STATED EXERCISE>
Copy every line of the items below that contains the word "Provide", matching case exactly.

--- START OF RECORDS TO USE ---

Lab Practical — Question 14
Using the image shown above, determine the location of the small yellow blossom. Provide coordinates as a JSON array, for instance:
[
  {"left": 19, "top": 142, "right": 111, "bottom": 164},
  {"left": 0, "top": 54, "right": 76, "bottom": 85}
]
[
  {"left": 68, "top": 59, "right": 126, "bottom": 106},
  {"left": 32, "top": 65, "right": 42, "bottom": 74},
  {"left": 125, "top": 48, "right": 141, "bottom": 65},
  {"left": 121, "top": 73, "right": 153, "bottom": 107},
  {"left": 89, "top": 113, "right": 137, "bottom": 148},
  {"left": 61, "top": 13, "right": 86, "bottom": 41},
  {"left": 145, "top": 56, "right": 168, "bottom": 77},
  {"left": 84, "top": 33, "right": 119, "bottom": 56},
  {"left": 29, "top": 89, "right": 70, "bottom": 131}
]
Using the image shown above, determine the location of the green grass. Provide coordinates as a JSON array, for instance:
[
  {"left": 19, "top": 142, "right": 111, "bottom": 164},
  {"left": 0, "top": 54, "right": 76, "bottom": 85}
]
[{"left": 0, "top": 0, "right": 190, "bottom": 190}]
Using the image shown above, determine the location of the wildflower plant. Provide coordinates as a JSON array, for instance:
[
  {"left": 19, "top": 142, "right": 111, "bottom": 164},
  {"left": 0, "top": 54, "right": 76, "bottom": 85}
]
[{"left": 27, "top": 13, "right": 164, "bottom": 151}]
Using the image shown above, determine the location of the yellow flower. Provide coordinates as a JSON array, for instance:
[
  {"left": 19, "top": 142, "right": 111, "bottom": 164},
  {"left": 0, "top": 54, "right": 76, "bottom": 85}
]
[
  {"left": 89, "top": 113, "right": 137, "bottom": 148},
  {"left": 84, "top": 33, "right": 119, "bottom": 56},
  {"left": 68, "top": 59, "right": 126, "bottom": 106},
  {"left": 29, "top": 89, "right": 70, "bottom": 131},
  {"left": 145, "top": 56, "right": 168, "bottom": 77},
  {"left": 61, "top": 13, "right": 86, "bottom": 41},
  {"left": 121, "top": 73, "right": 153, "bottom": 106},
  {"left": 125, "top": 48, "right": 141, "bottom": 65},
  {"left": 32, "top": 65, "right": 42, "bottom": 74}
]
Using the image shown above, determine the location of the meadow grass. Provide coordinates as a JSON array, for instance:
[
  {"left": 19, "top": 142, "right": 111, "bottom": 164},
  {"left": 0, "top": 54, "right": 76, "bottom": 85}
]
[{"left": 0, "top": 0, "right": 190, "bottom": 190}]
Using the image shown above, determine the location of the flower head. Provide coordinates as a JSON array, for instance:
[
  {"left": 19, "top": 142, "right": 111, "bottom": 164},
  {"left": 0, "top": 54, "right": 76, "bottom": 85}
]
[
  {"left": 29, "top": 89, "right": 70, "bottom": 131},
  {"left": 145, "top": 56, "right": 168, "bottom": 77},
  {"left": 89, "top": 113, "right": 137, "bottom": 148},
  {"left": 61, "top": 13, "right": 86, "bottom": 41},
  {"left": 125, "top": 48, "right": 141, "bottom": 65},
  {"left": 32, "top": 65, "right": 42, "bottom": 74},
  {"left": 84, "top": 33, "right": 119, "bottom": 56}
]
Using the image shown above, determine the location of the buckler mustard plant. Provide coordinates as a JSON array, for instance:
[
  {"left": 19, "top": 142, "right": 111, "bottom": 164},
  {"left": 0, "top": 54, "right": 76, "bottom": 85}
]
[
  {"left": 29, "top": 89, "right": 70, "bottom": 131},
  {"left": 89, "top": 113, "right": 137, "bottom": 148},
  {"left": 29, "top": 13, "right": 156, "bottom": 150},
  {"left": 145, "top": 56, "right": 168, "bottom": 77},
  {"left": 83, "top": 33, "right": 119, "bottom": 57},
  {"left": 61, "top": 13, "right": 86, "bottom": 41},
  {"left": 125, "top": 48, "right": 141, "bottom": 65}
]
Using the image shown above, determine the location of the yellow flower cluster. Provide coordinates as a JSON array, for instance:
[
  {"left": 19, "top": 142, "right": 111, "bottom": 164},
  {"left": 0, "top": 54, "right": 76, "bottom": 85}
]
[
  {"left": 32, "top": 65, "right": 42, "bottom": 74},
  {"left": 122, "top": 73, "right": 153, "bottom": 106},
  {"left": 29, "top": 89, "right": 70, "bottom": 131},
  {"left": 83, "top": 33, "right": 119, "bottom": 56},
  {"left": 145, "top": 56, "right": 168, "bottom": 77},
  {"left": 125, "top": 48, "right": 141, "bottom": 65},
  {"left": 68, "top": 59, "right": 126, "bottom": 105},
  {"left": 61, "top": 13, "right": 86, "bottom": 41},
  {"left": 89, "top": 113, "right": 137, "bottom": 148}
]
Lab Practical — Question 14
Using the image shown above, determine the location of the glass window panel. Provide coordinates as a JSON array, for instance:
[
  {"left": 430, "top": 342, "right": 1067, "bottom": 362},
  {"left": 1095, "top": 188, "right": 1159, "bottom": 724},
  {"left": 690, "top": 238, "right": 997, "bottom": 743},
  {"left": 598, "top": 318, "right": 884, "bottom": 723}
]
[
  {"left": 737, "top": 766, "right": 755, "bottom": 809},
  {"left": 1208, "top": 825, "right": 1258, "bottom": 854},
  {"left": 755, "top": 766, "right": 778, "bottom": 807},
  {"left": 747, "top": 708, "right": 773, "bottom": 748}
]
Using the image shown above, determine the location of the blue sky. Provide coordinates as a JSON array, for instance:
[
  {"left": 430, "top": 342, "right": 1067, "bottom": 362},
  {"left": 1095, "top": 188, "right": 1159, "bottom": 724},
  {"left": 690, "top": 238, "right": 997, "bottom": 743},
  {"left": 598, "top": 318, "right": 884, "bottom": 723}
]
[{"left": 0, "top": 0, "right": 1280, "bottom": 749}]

--- END OF RECORDS TO USE ---

SOLUTION>
Using the image shown above, determine the location of the small yellow blossom. Provide coordinates as a JSON array, for instance:
Using the image shown above, determine the location of the green grass. Provide coordinates as a JSON array, for instance:
Using the image shown above, determine the location of the wildflower plant. Provide coordinates as a JSON array, for instance:
Using the image shown above, determine the location of the yellow flower. Provide coordinates as a JSON array, for instance:
Using the image shown above, determine the location of the meadow grass. Provide coordinates as a JSON array, for instance:
Using the image shown above, determine the location of the flower head. Provide coordinates as a JSON array, for instance:
Using the image shown above, determine the location of the buckler mustard plant. Provide coordinates as a JSON array, for instance:
Using the image shown above, determine the location of the yellow flower cluster. Provide coordinates as a JSON array, for instance:
Using the image shown above, determine the location of the glass window panel. Provide coordinates as a JSON array, for instance:
Using the image shown above, determine the location of the blue sky. Provide coordinates as a JSON array, for instance:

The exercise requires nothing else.